Nothing but the lines from the one containing "Target: distant building" through the last line of the entries should appear in the output, each verbatim.

### Extracted records
══════════
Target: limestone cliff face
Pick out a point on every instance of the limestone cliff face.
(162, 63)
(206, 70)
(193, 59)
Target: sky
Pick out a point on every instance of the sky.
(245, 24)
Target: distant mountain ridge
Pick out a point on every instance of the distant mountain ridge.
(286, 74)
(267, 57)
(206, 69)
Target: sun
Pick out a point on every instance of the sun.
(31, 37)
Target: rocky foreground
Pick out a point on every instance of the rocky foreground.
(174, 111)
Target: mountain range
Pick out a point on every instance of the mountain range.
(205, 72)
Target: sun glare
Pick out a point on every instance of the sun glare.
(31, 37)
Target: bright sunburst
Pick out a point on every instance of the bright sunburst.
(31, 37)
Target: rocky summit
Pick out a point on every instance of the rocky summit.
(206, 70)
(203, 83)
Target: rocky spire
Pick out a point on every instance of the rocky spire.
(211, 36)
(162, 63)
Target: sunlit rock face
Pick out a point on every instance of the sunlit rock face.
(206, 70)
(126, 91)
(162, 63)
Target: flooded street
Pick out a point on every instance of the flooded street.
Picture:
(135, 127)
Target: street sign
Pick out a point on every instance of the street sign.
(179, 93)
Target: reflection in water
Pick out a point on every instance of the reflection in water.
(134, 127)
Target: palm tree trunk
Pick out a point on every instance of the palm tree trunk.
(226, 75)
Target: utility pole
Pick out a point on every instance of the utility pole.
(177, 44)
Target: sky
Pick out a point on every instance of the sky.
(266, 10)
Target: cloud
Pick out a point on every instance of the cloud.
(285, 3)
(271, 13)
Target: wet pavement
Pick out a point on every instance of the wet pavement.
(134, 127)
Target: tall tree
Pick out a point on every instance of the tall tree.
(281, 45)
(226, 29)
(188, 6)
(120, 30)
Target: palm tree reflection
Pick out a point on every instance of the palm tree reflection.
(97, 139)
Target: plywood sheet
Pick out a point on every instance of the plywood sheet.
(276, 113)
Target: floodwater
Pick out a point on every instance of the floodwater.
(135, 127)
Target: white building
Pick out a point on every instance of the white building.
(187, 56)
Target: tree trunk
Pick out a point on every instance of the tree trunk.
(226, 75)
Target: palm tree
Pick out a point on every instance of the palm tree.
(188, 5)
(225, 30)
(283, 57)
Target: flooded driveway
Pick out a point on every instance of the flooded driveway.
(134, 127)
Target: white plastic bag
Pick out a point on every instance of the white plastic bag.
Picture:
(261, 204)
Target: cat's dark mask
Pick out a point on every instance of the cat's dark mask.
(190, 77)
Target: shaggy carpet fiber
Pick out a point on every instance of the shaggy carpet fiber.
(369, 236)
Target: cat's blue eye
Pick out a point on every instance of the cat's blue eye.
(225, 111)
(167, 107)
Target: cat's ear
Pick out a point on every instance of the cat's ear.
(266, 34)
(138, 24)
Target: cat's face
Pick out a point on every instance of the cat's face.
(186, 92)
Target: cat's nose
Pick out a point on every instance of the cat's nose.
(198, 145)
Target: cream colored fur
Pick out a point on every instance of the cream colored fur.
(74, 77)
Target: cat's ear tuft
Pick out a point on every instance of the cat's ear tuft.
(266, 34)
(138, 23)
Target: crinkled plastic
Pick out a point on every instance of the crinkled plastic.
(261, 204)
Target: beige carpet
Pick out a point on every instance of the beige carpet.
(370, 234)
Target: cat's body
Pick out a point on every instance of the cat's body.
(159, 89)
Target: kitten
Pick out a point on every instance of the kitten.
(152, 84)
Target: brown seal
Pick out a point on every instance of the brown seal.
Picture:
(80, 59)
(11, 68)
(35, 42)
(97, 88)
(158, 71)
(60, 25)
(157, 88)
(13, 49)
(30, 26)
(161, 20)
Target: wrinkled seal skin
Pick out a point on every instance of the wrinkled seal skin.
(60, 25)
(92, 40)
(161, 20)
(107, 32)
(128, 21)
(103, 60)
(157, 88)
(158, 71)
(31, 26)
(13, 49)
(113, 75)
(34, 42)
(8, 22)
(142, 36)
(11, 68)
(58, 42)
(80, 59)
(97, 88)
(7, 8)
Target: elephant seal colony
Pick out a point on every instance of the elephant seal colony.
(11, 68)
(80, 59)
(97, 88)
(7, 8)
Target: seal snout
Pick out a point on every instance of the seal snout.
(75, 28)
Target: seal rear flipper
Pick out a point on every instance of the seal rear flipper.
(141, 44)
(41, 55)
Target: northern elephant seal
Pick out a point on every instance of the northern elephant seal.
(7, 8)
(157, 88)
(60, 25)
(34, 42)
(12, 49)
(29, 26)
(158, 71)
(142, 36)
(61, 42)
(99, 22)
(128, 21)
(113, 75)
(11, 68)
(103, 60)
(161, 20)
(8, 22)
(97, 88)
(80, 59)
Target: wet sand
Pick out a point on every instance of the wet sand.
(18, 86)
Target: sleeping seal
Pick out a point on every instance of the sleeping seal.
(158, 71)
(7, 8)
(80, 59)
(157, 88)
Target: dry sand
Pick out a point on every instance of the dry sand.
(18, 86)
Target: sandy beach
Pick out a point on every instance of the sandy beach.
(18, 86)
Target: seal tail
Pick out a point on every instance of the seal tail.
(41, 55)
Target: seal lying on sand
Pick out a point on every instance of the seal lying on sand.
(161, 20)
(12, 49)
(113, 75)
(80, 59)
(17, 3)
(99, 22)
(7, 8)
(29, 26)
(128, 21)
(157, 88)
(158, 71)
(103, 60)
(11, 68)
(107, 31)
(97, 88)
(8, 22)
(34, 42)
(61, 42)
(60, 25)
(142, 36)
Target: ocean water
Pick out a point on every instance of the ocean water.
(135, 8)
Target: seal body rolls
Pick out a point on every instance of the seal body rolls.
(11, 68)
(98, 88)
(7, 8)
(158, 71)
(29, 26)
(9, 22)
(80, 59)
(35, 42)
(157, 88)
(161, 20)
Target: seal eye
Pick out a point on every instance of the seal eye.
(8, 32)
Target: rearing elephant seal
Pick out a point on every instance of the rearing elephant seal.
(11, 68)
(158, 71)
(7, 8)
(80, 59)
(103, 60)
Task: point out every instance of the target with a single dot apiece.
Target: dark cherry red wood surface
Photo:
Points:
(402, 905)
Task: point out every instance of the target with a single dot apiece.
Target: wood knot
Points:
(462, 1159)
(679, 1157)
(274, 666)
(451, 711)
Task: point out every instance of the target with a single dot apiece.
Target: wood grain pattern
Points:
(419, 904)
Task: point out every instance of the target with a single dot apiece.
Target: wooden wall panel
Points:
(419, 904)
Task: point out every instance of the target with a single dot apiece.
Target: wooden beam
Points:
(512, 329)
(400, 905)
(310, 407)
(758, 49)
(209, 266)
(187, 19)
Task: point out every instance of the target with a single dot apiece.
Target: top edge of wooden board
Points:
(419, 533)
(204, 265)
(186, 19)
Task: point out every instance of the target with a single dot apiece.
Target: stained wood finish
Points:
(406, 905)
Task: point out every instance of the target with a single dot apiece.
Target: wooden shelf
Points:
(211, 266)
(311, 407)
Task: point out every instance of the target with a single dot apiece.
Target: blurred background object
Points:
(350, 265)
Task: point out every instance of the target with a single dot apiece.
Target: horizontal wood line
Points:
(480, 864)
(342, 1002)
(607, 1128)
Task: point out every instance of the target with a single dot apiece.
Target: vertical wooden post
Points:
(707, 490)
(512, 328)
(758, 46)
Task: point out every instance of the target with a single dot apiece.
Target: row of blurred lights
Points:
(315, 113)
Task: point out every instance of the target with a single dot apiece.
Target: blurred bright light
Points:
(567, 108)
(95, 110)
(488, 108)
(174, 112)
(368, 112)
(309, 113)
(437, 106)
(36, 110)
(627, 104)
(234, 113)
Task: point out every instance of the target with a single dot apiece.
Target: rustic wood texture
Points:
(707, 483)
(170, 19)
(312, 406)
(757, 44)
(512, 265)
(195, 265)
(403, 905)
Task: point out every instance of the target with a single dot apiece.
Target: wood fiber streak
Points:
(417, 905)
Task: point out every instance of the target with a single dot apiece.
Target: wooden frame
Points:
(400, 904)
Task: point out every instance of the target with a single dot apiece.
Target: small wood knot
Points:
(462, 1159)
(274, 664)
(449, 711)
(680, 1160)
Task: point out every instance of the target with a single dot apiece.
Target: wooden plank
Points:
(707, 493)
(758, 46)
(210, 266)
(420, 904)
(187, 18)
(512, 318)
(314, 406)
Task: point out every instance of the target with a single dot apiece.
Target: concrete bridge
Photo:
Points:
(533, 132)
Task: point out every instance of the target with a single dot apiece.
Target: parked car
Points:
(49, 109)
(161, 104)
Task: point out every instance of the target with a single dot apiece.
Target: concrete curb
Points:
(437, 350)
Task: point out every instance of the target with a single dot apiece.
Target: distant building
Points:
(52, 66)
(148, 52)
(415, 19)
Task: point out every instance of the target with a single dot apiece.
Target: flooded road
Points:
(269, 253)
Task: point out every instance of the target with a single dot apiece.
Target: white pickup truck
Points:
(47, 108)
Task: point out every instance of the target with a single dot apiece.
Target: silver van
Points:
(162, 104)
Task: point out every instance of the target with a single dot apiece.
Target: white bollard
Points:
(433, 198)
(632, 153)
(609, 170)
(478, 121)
══════════
### EXERCISE ANSWER
Target: distant building
Points:
(52, 66)
(148, 52)
(415, 19)
Task: point out every instance of the target with a single dot apiece.
Target: flooded road
Points:
(269, 253)
Task: point out every instance of the target with a single dot apiece.
Target: white pickup truck
Points:
(47, 108)
Task: point out every instance of the target with a single dot apiece.
Target: silver van
Points:
(162, 104)
Task: point out every instance of the target with a single dot apiece.
Target: white bollard
Points:
(433, 198)
(632, 153)
(609, 170)
(478, 121)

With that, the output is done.